What this task involves
Pick out each line in the entries below that contains the string "shirt", and copy those lines in full.
------------
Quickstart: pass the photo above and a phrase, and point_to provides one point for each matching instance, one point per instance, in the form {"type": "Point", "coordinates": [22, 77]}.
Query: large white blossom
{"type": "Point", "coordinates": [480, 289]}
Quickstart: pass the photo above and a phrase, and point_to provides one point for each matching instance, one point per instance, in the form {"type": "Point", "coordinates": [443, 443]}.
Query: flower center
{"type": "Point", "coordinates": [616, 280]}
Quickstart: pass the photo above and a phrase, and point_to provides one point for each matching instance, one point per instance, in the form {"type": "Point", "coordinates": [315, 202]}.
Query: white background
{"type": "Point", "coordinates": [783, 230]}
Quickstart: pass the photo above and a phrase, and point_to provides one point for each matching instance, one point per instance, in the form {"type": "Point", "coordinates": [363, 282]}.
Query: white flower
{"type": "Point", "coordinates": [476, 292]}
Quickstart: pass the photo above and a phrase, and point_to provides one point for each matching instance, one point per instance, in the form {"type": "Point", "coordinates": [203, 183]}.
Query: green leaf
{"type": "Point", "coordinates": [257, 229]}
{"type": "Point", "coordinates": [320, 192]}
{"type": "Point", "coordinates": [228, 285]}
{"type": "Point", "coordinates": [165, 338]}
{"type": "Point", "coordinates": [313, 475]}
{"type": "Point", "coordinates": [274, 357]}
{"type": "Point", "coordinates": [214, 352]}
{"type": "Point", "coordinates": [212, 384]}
------------
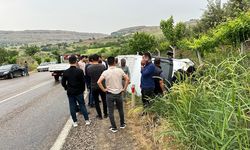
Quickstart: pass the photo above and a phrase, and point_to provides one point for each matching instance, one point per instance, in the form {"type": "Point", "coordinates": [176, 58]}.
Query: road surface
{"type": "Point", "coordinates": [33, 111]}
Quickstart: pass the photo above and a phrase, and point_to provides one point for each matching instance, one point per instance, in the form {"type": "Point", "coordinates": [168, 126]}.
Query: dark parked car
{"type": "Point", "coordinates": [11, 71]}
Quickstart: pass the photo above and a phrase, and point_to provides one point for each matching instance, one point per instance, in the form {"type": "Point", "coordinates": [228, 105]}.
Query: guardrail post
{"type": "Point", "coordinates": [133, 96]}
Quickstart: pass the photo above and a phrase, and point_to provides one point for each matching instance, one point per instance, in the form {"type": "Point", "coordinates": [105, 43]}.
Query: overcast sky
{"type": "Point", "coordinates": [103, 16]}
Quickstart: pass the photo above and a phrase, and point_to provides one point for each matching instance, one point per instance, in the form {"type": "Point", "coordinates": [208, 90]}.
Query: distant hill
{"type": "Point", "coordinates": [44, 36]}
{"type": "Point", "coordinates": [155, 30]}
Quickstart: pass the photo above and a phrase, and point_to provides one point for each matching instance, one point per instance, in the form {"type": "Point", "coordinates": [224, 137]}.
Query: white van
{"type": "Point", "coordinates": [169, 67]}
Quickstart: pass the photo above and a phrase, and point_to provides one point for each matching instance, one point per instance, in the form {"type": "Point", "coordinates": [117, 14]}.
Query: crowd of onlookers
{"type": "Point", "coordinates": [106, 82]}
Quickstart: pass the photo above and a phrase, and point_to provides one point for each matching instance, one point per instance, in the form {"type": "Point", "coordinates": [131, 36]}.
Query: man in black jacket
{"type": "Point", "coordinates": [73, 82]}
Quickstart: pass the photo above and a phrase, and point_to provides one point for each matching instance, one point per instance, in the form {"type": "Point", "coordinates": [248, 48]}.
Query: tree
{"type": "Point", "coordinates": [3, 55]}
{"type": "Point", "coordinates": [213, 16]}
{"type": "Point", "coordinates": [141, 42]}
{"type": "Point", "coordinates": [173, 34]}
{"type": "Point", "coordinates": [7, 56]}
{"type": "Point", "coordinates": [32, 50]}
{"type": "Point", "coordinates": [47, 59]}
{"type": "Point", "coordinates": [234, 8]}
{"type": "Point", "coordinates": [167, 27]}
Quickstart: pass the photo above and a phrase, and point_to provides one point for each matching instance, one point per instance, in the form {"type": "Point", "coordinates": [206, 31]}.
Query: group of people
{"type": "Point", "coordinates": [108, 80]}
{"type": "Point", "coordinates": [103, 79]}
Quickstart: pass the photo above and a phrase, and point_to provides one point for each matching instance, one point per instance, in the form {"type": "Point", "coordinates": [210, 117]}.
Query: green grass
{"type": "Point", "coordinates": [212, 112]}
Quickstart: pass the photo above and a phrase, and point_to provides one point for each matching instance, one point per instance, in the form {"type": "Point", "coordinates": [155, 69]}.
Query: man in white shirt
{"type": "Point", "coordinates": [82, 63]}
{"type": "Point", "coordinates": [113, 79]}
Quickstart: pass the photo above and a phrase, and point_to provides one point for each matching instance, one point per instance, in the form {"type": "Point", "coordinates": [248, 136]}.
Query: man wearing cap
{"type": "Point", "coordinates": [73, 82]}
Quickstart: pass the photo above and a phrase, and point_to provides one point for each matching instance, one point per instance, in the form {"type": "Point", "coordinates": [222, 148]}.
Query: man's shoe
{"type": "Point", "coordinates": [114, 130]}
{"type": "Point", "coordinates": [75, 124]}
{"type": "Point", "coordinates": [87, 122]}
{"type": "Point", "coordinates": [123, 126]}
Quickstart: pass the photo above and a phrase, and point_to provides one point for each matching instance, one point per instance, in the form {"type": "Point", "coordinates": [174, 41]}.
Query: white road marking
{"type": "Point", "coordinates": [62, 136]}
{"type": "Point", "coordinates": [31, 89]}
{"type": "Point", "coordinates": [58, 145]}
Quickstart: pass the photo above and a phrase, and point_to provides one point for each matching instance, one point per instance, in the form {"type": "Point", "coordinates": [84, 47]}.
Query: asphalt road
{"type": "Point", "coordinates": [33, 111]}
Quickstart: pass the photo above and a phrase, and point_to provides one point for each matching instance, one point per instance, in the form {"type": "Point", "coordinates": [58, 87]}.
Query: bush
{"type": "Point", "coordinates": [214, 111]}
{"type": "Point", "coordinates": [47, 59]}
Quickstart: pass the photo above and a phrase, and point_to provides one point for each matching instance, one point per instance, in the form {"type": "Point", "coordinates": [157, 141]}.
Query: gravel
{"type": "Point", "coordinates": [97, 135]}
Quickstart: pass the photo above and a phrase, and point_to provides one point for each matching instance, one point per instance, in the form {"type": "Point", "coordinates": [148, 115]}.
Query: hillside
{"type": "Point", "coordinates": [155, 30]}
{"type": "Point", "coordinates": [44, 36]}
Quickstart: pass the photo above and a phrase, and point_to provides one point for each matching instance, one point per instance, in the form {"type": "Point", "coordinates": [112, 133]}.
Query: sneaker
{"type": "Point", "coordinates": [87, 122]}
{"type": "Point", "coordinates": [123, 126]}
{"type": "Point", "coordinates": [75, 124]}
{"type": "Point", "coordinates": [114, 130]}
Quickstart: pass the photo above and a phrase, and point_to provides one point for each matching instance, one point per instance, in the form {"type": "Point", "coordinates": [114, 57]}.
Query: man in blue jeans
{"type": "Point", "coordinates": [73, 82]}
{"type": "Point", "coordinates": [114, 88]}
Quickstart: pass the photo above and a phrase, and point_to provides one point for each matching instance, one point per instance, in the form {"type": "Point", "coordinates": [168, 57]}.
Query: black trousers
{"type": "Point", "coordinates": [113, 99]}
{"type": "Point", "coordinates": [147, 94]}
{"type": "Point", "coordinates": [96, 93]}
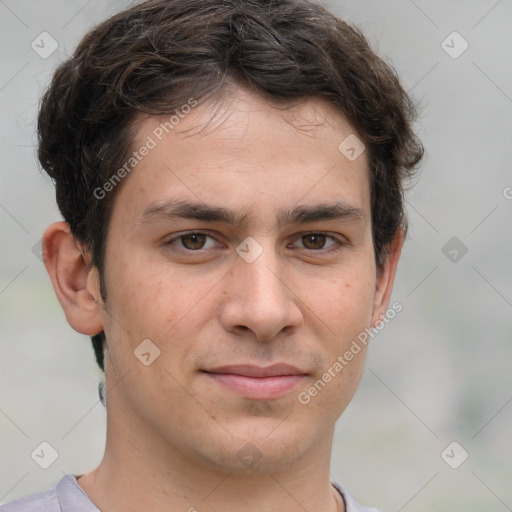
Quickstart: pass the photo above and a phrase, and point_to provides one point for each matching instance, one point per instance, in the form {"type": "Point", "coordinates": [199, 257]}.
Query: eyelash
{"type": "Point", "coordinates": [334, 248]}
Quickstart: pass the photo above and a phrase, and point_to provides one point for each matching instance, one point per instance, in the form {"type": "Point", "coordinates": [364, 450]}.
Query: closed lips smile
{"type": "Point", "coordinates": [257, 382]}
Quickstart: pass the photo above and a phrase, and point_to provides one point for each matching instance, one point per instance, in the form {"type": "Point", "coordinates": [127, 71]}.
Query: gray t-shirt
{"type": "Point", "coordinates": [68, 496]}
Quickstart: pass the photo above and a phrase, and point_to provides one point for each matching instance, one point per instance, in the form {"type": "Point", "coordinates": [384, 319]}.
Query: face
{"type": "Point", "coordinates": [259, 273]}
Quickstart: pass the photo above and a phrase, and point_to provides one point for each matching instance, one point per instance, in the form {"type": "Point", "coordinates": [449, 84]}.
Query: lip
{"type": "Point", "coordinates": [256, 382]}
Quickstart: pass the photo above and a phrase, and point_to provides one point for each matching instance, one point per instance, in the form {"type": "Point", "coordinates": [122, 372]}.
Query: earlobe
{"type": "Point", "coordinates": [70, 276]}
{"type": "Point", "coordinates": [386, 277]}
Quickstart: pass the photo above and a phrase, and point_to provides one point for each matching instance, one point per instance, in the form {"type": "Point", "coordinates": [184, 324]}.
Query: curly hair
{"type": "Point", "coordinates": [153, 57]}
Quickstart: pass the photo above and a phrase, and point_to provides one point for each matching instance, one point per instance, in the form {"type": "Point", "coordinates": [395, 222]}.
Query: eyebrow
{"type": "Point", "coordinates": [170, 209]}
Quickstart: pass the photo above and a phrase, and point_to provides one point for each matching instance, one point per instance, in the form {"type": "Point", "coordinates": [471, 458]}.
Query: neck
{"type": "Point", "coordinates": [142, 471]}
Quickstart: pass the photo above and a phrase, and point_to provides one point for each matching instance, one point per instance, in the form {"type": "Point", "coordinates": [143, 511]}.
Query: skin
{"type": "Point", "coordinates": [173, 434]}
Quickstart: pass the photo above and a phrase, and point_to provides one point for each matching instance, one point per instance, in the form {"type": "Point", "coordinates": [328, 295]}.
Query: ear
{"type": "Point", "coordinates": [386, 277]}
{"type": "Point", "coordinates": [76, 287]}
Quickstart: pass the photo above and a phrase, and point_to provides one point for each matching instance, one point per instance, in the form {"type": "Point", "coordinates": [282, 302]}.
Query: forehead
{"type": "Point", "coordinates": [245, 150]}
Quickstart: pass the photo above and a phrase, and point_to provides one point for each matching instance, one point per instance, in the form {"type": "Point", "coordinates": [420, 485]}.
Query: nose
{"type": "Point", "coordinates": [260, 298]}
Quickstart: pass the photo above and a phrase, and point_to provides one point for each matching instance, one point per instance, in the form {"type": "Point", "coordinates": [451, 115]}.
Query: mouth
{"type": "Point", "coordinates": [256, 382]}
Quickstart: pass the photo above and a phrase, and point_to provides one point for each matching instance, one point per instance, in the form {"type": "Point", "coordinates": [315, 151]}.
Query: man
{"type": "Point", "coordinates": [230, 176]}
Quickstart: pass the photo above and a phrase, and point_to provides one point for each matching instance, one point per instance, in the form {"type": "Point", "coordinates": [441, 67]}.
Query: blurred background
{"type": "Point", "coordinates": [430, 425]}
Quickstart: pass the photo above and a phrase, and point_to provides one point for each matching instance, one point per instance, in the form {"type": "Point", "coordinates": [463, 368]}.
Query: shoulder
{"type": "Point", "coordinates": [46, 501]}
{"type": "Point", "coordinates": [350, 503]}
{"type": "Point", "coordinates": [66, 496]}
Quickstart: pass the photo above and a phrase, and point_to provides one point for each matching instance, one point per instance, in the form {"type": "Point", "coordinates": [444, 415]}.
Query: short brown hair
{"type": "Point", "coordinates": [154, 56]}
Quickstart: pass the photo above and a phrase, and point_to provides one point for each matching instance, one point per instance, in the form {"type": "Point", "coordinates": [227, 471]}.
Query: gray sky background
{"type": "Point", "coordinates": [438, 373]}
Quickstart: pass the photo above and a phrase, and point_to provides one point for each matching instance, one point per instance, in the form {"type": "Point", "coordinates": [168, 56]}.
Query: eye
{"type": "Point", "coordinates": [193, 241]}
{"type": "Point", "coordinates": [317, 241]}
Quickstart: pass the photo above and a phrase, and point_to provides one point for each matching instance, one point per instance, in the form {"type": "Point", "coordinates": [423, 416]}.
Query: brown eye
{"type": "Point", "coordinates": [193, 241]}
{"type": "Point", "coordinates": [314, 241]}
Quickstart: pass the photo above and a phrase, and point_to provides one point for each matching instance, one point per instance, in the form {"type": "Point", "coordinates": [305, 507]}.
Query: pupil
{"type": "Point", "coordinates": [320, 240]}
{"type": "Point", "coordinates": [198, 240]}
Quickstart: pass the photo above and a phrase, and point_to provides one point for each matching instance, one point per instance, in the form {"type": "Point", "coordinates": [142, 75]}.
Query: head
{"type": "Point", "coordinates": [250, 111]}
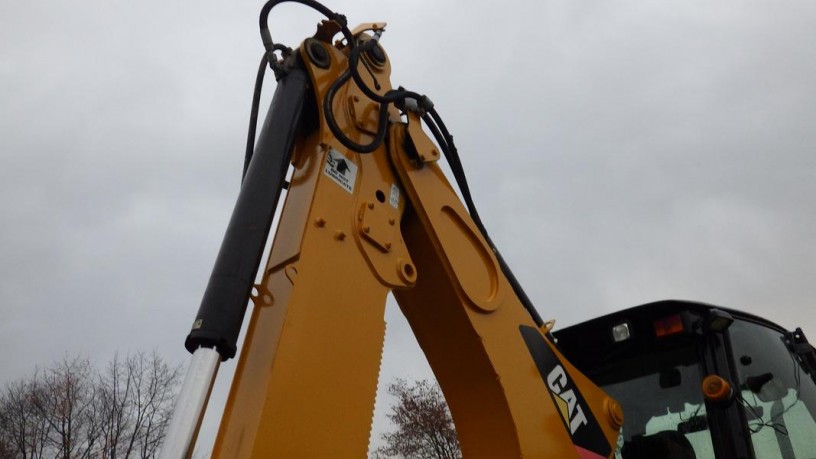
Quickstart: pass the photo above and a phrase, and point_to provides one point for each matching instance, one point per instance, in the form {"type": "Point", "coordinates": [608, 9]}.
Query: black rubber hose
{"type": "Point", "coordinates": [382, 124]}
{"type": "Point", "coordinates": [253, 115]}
------------
Written answer
Query: man in white shirt
Query: gray t-shirt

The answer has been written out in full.